| KURZE ÜBUNG |
Bearbeite das Material, indem du „pick-planner roster“ überall durch „pick-planner list“ ersetzt und alles andere unverändert lässt. Lass die Bilder in deiner Antwort weg.

= = = =

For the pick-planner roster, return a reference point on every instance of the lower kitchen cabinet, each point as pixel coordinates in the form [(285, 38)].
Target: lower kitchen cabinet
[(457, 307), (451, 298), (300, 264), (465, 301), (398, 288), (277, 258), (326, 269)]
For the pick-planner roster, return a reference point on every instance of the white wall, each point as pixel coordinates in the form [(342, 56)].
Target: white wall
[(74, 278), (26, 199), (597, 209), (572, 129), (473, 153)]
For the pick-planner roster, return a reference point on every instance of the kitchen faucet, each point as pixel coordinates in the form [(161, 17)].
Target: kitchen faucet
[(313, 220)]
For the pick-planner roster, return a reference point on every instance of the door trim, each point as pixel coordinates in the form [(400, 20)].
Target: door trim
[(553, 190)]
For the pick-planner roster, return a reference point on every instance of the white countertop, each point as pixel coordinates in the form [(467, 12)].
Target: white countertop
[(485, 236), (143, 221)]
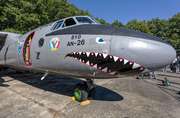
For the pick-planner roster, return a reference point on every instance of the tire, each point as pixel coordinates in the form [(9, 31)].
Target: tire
[(80, 92), (91, 93)]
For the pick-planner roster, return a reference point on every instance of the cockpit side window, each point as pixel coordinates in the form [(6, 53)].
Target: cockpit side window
[(57, 25), (84, 20), (95, 21), (70, 22)]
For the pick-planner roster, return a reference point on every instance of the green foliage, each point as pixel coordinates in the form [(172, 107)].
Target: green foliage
[(19, 15), (117, 23), (138, 26)]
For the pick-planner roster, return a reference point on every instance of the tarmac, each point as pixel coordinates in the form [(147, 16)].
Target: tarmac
[(26, 96)]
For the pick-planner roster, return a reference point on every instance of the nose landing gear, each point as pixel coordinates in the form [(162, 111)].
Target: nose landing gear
[(84, 91)]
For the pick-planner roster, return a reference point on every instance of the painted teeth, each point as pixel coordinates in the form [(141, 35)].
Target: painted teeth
[(122, 62)]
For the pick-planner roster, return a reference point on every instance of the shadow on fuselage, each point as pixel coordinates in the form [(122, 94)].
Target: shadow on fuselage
[(62, 85)]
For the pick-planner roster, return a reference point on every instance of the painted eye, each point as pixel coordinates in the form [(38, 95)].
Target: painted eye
[(100, 40)]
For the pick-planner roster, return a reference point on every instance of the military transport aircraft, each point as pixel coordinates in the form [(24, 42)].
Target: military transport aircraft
[(80, 46)]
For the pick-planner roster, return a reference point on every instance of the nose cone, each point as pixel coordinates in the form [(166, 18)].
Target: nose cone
[(148, 51)]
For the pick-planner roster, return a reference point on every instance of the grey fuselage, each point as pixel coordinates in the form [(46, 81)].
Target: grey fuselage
[(86, 50)]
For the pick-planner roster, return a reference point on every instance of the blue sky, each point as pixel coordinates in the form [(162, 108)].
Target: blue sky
[(126, 10)]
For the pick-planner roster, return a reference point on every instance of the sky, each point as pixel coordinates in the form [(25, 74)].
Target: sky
[(126, 10)]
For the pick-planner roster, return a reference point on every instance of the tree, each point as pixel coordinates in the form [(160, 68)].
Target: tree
[(20, 15), (138, 26), (117, 23)]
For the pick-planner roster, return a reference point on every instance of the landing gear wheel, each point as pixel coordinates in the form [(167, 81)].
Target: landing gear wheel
[(91, 93), (80, 92)]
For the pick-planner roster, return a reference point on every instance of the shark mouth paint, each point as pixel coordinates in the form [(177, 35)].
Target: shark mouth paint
[(110, 64)]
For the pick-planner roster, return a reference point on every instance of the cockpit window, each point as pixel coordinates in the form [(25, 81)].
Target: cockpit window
[(95, 21), (84, 20), (69, 22), (57, 25)]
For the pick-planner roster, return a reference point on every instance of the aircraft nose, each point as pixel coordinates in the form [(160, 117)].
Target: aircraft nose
[(150, 52)]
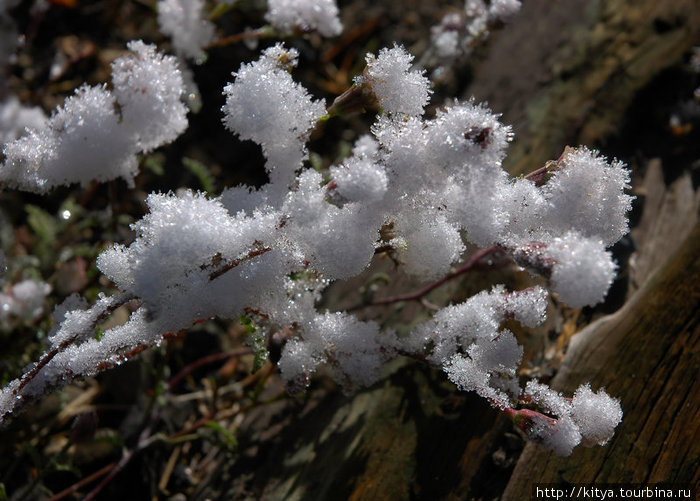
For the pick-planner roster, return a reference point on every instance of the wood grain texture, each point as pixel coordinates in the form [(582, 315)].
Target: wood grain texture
[(648, 355)]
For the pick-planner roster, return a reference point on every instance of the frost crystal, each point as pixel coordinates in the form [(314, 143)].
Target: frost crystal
[(182, 21), (397, 88), (15, 118), (418, 189), (86, 139), (596, 414), (253, 111), (24, 300), (81, 142), (288, 16), (148, 86)]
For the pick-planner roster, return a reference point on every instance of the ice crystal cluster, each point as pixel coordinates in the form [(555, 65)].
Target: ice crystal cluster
[(288, 16), (86, 139), (431, 184)]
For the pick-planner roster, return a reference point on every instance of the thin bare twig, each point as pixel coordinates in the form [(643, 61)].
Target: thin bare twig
[(473, 263)]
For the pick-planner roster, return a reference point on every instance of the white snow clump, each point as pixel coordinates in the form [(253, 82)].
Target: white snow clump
[(86, 139), (183, 22), (288, 16)]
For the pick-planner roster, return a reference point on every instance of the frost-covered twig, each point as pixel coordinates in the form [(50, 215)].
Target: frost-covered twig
[(438, 183), (474, 263)]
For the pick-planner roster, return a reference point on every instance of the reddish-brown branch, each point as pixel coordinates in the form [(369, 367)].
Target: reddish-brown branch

= = = =

| ERGEBNIS DER ÜBUNG |
For the pick-planner list, return a reference point on every instance of the lower kitchen cabinet, each point as pixel coordinates in the form [(285, 38)].
Target: lower kitchen cabinet
[(457, 307), (451, 298), (300, 264), (465, 301), (398, 288), (277, 258), (326, 269)]
For the pick-planner list, return a reference point on every instance of the white wall, each point as pixel coordinates in the form [(342, 56)].
Target: white wall
[(74, 278), (26, 199), (597, 209), (572, 129), (473, 153)]
For the pick-planner list, return a reference point on every instance of the kitchen faucet, each point as pixel coordinates in the form [(161, 17)].
Target: kitchen faucet
[(313, 220)]
For the pick-planner list, return a reference point on every instance of the door trim, each point as pixel coordinates in the form [(400, 20)].
Target: door trim
[(553, 190)]
For the pick-planner list, return a reference point on every instance of the white countertop, each point as pixel coordinates in the form [(467, 12)].
Target: white countertop
[(485, 236), (143, 221)]
For the pick-planner list, return a reference point on every instance of the tire, each point as pixel coordinates in the form [(9, 31)].
Target: tire
[(80, 92), (91, 93)]
For the pick-planner list, return a reference point on every instance of the cockpit side window, each point as pixel coordinates in the form [(6, 53)].
Target: cockpit side window
[(57, 25), (84, 20), (95, 21), (70, 22)]
For the pick-planner list, return a reference point on every instance of the green foliage, each point as pixel coordinates in the form [(172, 107)].
Target: green foliage
[(19, 15), (117, 23), (138, 26)]
For the pick-planner list, return a reference point on every instance of the tarmac, each point as pixel coordinates in the form [(147, 16)].
Target: tarmac
[(26, 96)]
For the pick-planner list, return a reference point on every instance of the nose landing gear, each point as pixel coordinates in the form [(162, 111)].
Target: nose landing gear
[(84, 91)]
For the pick-planner list, return a reference point on every instance of the painted teeth, each point as pixel coordinates in the form [(141, 35)].
Target: painted teeth
[(122, 62)]
For the pick-planner list, return a reference point on every instance of the shadow on fuselage, each point as pixel coordinates in the form [(122, 94)].
Target: shadow on fuselage
[(62, 85)]
For the pick-planner list, return a reference point on every instance of the painted eye, each point as pixel coordinates in the form [(38, 95)].
Target: painted eye
[(100, 40)]
For the pick-planner list, return a reference point on every instance of the military transport aircraft, each point as pixel coordinates in the form [(24, 42)].
Target: military transport aircraft
[(80, 46)]
For the pick-planner list, return a reference point on every instance of the nose cone, each point as pixel coordinates in the form [(166, 18)].
Target: nose cone
[(148, 51)]
For the pick-planner list, return a reference point on every instance of the grey fuselage, each point as pixel coordinates in the form [(46, 81)].
Target: grey fuselage
[(86, 50)]
For the pick-planner list, return a reference point on every instance of the blue sky, each point as pixel coordinates in the form [(162, 108)].
Target: blue sky
[(126, 10)]
For the pick-planner list, return a reference point on every instance of the sky, each point as pixel coordinates in the form [(25, 74)].
Target: sky
[(126, 10)]
For the pick-planner list, return a reference point on every instance of the tree, each point as pixel coordinates in the form [(160, 68)].
Target: tree
[(20, 15), (138, 26), (117, 23)]
For the pick-planner list, return a reference point on every instance of the landing gear wheel, each point as pixel coordinates in the form [(167, 81)].
Target: landing gear wheel
[(91, 93), (80, 92)]
For the pick-planner list, return a reference point on every instance of the shark mouth paint, each point as pixel coordinates in the form [(177, 35)].
Target: shark mouth paint
[(110, 64)]
For the pick-planner list, return a reference point on every instance of the cockpit window, each point as pixel coordinates in the form [(25, 81)].
Target: cockpit window
[(95, 21), (84, 20), (69, 22), (57, 25)]
For the pick-planner list, return a reference point on every instance of the aircraft nose, each point as pixel coordinates in the form [(160, 117)].
Target: aircraft nose
[(150, 52)]
For the pick-planner list, return a reference point on every instance of the wood grain texture, each point as pixel coordinates in the form [(582, 315)].
Target: wood grain texture
[(648, 355)]
For the pick-planner list, return a reference point on every instance of the frost crystal, each point as pixel coordinates in the form [(314, 143)].
Target: frost crystal
[(182, 21), (397, 88), (15, 118), (418, 189), (86, 139), (596, 414), (253, 111), (24, 300), (81, 142), (288, 16), (148, 86)]
For the pick-planner list, return a reference point on every instance of the ice crystal cluster, each point as pixel coordinates in the form [(555, 65)].
Target: ice crystal cluster
[(288, 16), (86, 139), (431, 184)]
For the pick-planner list, return a reference point on every instance of the thin bare twig, each point as pixel coordinates in the form [(643, 61)].
Target: thin bare twig
[(473, 263)]
For the pick-planner list, return a reference point on every instance of the white snow clump, each point as pixel coordinates in the form [(253, 82)].
Target: white snow clump
[(86, 139), (183, 22), (288, 16)]
For the pick-planner list, return a reference point on every instance of the frost-covered twig, each point as pixel coordinates in the form [(50, 215)].
Target: frost-covered twig
[(438, 183), (474, 263)]
For the pick-planner list, return a reference point on every instance of the reddish-brown branch, each point as pixel coordinates in the form [(369, 367)].
Target: reddish-brown branch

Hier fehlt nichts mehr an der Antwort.